* start Data supplied *
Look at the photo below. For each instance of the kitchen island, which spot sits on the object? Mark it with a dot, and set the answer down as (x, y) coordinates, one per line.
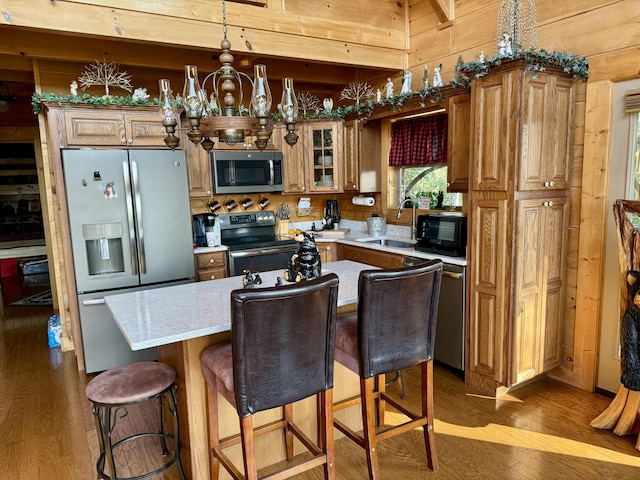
(182, 321)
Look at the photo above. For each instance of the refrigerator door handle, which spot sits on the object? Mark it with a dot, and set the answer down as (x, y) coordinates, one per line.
(271, 173)
(132, 230)
(94, 301)
(138, 210)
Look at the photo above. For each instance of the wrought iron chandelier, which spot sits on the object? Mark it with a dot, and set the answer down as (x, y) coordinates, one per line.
(223, 115)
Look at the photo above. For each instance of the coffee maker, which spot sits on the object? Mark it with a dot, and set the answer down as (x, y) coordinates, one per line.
(206, 230)
(331, 215)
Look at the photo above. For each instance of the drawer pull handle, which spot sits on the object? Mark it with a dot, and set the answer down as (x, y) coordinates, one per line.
(451, 275)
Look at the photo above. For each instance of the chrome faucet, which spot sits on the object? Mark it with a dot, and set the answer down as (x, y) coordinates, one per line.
(413, 214)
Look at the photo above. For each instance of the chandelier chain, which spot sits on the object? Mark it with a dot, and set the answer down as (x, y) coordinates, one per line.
(224, 20)
(518, 19)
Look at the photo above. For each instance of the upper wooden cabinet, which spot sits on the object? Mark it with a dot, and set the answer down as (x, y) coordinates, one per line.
(294, 166)
(198, 169)
(362, 156)
(547, 110)
(315, 163)
(323, 155)
(520, 137)
(351, 164)
(98, 127)
(458, 141)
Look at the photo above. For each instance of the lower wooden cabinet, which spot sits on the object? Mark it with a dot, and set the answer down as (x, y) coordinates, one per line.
(211, 266)
(327, 252)
(517, 278)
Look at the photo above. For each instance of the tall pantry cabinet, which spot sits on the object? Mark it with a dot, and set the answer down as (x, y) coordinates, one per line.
(518, 224)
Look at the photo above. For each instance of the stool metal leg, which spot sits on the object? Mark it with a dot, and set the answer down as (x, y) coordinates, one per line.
(161, 432)
(105, 424)
(173, 408)
(102, 415)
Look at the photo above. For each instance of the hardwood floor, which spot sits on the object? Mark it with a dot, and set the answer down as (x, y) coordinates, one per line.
(539, 432)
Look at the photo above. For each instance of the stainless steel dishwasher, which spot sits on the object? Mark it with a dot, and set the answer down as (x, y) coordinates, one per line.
(450, 330)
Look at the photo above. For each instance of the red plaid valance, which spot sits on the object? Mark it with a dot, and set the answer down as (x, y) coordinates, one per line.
(419, 141)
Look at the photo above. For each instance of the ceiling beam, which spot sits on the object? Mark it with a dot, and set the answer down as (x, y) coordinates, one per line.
(443, 9)
(257, 31)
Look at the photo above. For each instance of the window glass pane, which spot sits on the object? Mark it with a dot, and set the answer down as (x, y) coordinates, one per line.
(422, 180)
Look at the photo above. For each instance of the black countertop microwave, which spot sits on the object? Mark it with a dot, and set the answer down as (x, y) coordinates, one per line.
(246, 172)
(444, 233)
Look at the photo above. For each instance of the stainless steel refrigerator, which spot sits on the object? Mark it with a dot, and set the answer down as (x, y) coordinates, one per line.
(130, 226)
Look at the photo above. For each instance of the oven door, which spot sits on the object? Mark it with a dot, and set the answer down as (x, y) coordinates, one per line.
(260, 259)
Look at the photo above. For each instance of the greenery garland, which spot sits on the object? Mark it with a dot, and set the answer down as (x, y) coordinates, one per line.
(534, 60)
(37, 99)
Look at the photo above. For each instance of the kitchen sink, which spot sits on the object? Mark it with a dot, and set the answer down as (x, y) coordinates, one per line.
(390, 243)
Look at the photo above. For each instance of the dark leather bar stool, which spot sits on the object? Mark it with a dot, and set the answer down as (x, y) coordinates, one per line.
(281, 351)
(115, 390)
(393, 329)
* end Data supplied *
Your copy should repeat each entry above exactly but contain no pictures.

Response —
Look at the photo below. For each instance of the kitchen island, which spot sits on the object? Mark it with a dot, and set the answer down as (x, y) coordinates, one per line.
(182, 321)
Look at the photo above. For each instance of the refrigerator door handle, which spot sits on the object? Mark it with a dot, and set the answer down as (x, y) coordinates, one per line.
(271, 173)
(132, 230)
(94, 301)
(138, 210)
Look at the photo above. For each instance of the wrought iron chandelier, which spot sits on the object? Mark it with a dot, and set the answer down as (x, y) coordinates, one per line.
(223, 115)
Look at the photo above. For each instance of the coffee maker, which spot sits on the object? Mark it with a dot, and set the answer down as (x, y) coordinates, one per line.
(206, 230)
(331, 215)
Look at the photo above. For each instance of the drawer pull handle, which spot sits on the object? Mark it with a dot, and set the answer down as (x, y) coordinates, one per line.
(451, 275)
Look at the photo above. For each instance of the chrome faucet, which spot sits on the object? Mark it with a dot, and set the answer down as (x, y) coordinates, one per line.
(413, 214)
Look at the photo above. For each instance of the chandelier chain, which spot sits on the object? Mark it with a dot, and set the answer down as (x, y) coordinates, one per line.
(224, 20)
(518, 19)
Look at the photo above. For each instance of the upper wooden cabinet, which spot sits on the object? Mark it with a dot, and set the answer down as (x, y) coordinates, one per line.
(294, 166)
(198, 169)
(362, 156)
(547, 110)
(315, 163)
(323, 155)
(520, 137)
(351, 164)
(98, 127)
(458, 141)
Look at the photo above. For each instance of the lower wooden cabinet, which spot sits on the object? Mark it with a dot, and set the answer down as (x, y) coordinates, one per line.
(211, 266)
(327, 252)
(517, 278)
Look at the photo above. For each instance of the tall pantry cabinet, which spot sits on the object? Mark it with a dot, and set the answer down as (x, y) coordinates, one per line.
(518, 224)
Look at the photo above. For each instance of the stool metal leg, which spot sits on the object? Mark it with a dot, and set the answer down as (x, y) coordinates, one per line.
(161, 432)
(105, 424)
(173, 408)
(102, 415)
Look at the photo above. For each instance of the hardwood floor, which spot sits on the object? Mark it with a dot, and set the answer down as (x, y) coordinates, one per line.
(539, 432)
Look at the photo above. For each instance of the stainless steel dishwasher, which spot sits on the object? Mark it with a dot, and set the answer down as (x, y) coordinates, one per line.
(450, 330)
Look at the photo above. For each instance of the red plaid valance, which spot sits on the object? Mark it with a dot, and set the answer down as (x, y) coordinates, one per line.
(419, 141)
Look at the photo above. For each instance of the ceiling beam, which spot sits on the object? Mark it with a dot, and set the answer down as (x, y) coordinates, one per line.
(443, 9)
(257, 31)
Look at the photo above. For each instance of the window glass pane, which spot sits on the object? Mark it with a dot, and set the answer down as (x, y) coordinates, one per line.
(422, 180)
Look at the photo above. For each instance of the black countertop microwave, which spot sits on the object? Mark it with a dot, and set the answer down as (x, y) coordinates, one per line.
(246, 172)
(444, 233)
Look at the photo above. For each instance of the stainless steel refrigerator, which spot sits on the object? Mark it with a dot, and set the answer down as (x, y) coordinates, one per line.
(130, 226)
Look at the photo above. For each instance of the oven door, which spot sits on the object? Mark it with a dot, and set the answer down as (x, y) coordinates, one per line.
(260, 259)
Look at the photo above. For each instance of the greenery garland, which spot sits on the object? Mark it with a dot, and set the answer down as (x, y) coordinates, one per line.
(534, 60)
(37, 99)
Look at the photo above. For each instance of the kitchen sink, which spot sits on the object? Mark it with a dot, and set the answer down as (x, y) coordinates, one per line.
(390, 243)
Look at the photo above. For each instance of the dark leather bar stool, which spot sits on the object? Mark it with a dot, and set the answer down as (x, y) coordinates, one per line.
(281, 351)
(115, 390)
(393, 329)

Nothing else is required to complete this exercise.